+++ SELECTED PASSAGE +++
Goodbye, Open Office? How Workspaces Will Change After Coronavirus There are benefits to post-COVID innovations that go beyond avoiding contagions.
From NPR station

WAMU 88.5

Goodbye, Open Office? How Workspaces Will Change After Coronavirus

Goodbye, Open Office? How Workspaces Will Change After Coronavirus

Offices will soon feature additional safety measures to protect workers in the aftermath of the pandemic. Alex Kotliarskyi/Unsplash hide caption

toggle caption
Alex Kotliarskyi/Unsplash

No matter how long it takes to rid society of the coronavirus, the efforts are going to leave a permanent scar on offices.

Expect fewer desks, with empty space between them, perforated by high plexiglass walls. Hand sanitizer will always be in sight. Some offices will have sinks on wheels, ready to dispense soap and hot water where there is no plumbing to tap into.

Door handles will be obsolete. The building will know where you are and open doors and call elevators as you approach. To stop the spread of germs, security stations will monitor your temperature. You may have to wait in line to get inside. Your colleagues might start working 20 minutes before or after you. And you may get an occasional alert if a colleague who crossed your path calls in sick.
+++
WORK INSTRUCTION 1:
Rewrite the part of the article on post-pandemic offices that opens with the words containing "toggle caption" and closes with "to tap into.", putting "acrylic" in place of "plexiglass".
WORK INSTRUCTION 2:
In the article on post-pandemic offices, what will some offices have for dispensing soap and hot water where there is no plumbing?
+++ STORED DATA +++
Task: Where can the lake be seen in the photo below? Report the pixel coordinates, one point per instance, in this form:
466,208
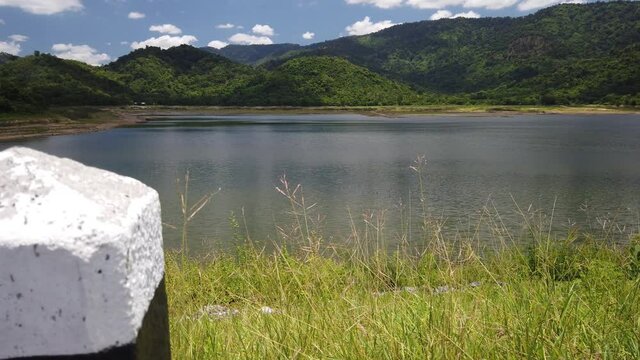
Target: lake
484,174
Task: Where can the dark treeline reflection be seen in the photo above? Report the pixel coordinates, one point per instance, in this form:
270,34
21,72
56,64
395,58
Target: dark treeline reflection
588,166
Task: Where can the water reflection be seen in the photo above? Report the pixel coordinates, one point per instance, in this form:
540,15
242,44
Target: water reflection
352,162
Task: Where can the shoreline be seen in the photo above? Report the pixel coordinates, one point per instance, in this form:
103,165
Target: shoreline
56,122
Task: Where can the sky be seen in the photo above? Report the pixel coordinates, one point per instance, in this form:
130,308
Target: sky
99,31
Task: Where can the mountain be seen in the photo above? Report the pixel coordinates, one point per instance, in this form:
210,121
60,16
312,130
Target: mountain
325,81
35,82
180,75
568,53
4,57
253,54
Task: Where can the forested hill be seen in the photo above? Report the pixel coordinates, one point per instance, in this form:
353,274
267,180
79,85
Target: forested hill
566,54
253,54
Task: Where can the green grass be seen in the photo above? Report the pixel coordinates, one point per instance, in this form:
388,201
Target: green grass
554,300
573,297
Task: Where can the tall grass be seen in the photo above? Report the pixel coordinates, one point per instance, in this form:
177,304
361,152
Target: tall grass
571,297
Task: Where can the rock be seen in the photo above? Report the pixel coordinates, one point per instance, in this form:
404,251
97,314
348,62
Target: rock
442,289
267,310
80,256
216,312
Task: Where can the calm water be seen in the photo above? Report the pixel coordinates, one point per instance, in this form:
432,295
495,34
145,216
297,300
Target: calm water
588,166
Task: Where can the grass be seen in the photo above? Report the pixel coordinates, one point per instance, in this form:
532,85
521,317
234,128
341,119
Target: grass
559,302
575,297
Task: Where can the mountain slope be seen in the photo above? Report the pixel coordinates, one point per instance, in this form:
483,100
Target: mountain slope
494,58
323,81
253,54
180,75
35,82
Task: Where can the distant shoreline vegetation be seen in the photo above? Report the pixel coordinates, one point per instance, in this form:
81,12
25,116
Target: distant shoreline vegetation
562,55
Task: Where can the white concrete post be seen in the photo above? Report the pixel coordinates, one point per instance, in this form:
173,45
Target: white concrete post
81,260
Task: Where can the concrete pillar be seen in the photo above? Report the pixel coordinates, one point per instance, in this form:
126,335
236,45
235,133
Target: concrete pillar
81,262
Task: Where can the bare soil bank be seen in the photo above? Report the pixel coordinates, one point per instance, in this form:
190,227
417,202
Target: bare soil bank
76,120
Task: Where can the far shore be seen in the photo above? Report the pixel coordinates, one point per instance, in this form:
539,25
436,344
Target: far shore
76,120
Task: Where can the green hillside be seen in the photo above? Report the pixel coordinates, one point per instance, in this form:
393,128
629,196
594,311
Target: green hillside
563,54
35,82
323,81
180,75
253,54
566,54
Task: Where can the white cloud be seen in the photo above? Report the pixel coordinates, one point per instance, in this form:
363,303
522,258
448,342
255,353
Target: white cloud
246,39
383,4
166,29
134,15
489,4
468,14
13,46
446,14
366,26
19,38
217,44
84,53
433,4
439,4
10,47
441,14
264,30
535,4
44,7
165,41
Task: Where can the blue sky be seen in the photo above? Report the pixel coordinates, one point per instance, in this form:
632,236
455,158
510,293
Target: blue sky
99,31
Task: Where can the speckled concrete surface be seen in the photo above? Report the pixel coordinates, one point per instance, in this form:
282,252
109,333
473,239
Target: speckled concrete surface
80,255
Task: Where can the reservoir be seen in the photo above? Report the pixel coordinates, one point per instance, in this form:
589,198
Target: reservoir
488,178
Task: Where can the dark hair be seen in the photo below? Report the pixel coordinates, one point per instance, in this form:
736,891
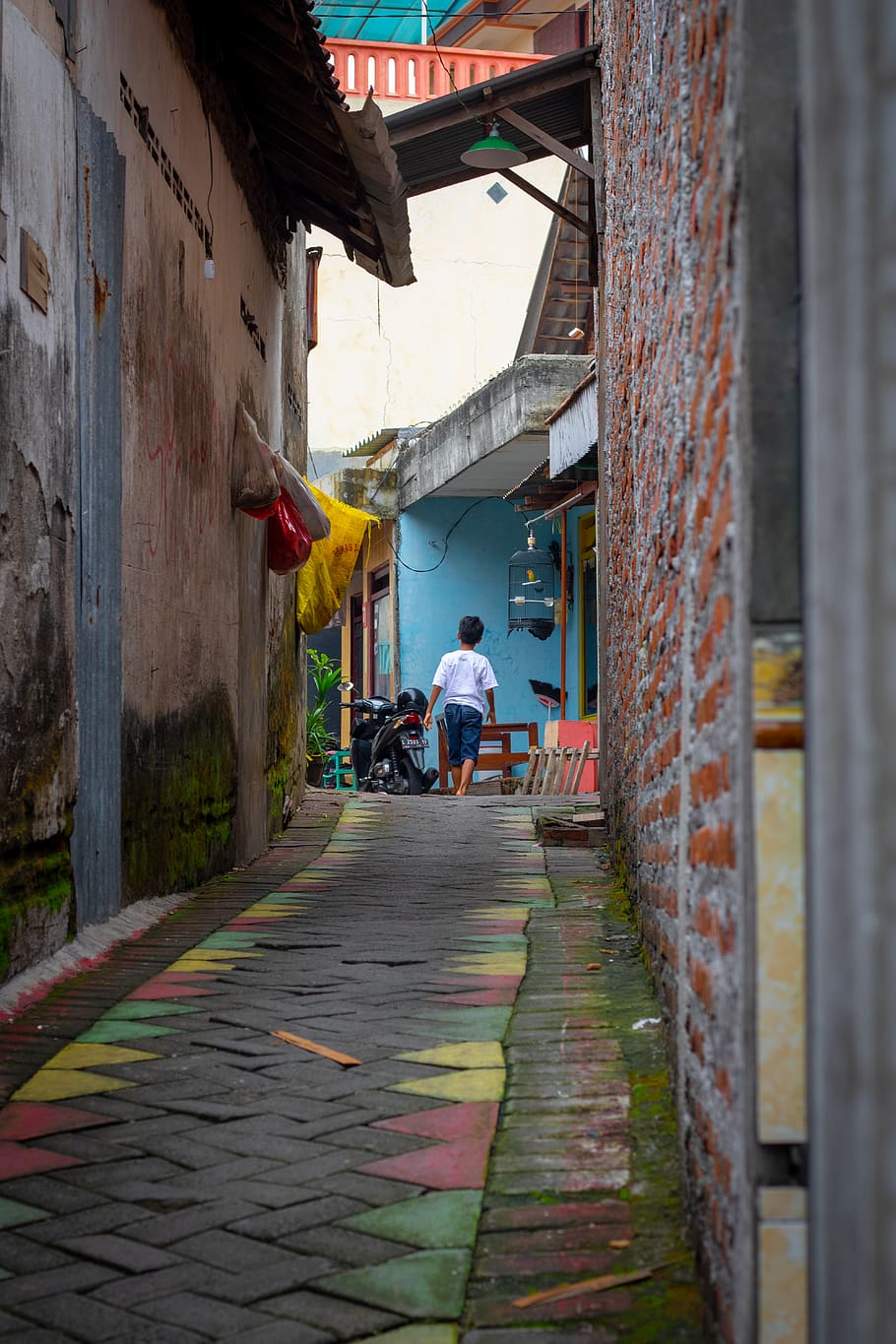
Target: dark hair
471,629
+++
EXPECTED ANSWER 1:
toggle caption
Alex Kotliarskyi/Unsplash

No matter how long it takes to rid society of the coronavirus, the efforts are going to leave a permanent scar on offices.

Expect fewer desks, with empty space between them, perforated by high acrylic walls. Hand sanitizer will always be in sight. Some offices will have sinks on wheels, ready to dispense soap and hot water where there is no plumbing to tap into.

EXPECTED ANSWER 2:
Sinks on wheels.